## Written problem
Please copy the material below line for line, changing nothing.

## Start Records for this task

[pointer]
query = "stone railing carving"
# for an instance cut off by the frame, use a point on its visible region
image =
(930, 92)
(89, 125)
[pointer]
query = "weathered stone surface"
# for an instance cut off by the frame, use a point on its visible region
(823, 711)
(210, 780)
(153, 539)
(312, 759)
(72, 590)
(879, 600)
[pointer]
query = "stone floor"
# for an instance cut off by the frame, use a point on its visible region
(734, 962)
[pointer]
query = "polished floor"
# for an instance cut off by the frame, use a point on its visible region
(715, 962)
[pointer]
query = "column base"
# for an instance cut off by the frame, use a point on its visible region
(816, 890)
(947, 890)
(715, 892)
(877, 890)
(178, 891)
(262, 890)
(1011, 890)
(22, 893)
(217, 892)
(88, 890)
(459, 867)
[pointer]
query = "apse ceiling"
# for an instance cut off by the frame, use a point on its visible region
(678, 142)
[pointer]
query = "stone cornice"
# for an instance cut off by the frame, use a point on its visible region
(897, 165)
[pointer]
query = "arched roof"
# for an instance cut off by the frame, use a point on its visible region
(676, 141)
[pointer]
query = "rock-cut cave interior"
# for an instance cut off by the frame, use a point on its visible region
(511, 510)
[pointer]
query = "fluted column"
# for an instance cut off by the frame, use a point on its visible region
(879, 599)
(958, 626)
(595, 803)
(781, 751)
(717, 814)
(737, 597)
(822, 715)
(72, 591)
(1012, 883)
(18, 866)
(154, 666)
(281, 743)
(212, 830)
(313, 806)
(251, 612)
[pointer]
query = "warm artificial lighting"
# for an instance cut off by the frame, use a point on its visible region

## End Records for this task

## Solution for this task
[pointer]
query = "stone railing carving"
# for an instance cut off by the frame, use a point on its visible region
image =
(930, 92)
(89, 125)
[pointer]
query = "weathered stone surface"
# for an instance cut off by the frame, use a point on its visible region
(823, 711)
(210, 780)
(153, 539)
(312, 759)
(72, 590)
(879, 600)
[pointer]
query = "stone floor"
# for an instance cut off by the frame, use a point on its visible region
(734, 962)
[pointer]
query = "polished floor"
# for an instance cut off by the frame, use a point on its visible region
(715, 962)
[pointer]
query = "column base"
# for an instance cut off by the frame, use a point on its visible region
(816, 890)
(947, 890)
(715, 892)
(877, 890)
(178, 891)
(262, 890)
(1011, 890)
(22, 893)
(217, 892)
(88, 890)
(459, 867)
[pointer]
query = "apse ceiling"
# for an instance cut off by the frame, use a point on its visible region
(678, 142)
[pointer]
query = "stone cornice"
# for an instance cut off by the frame, use a point on its visible region
(897, 165)
[pointer]
query = "arched roof"
# for an instance cut off by the frame, use a point on its visible region
(676, 141)
[pointer]
query = "rock-cut cave interior"
# for an instance cut off by the frame, use a point on its visible region
(511, 510)
[pointer]
query = "fluted column"
# for an instance cut off by the frame, use a point on its visible region
(879, 599)
(958, 626)
(595, 803)
(781, 751)
(717, 814)
(737, 597)
(822, 715)
(72, 591)
(1012, 883)
(18, 866)
(154, 666)
(281, 743)
(212, 830)
(313, 806)
(251, 612)
[pointer]
query = "warm artificial lighting"
# for an instance cut off by the frame, use a point on its visible region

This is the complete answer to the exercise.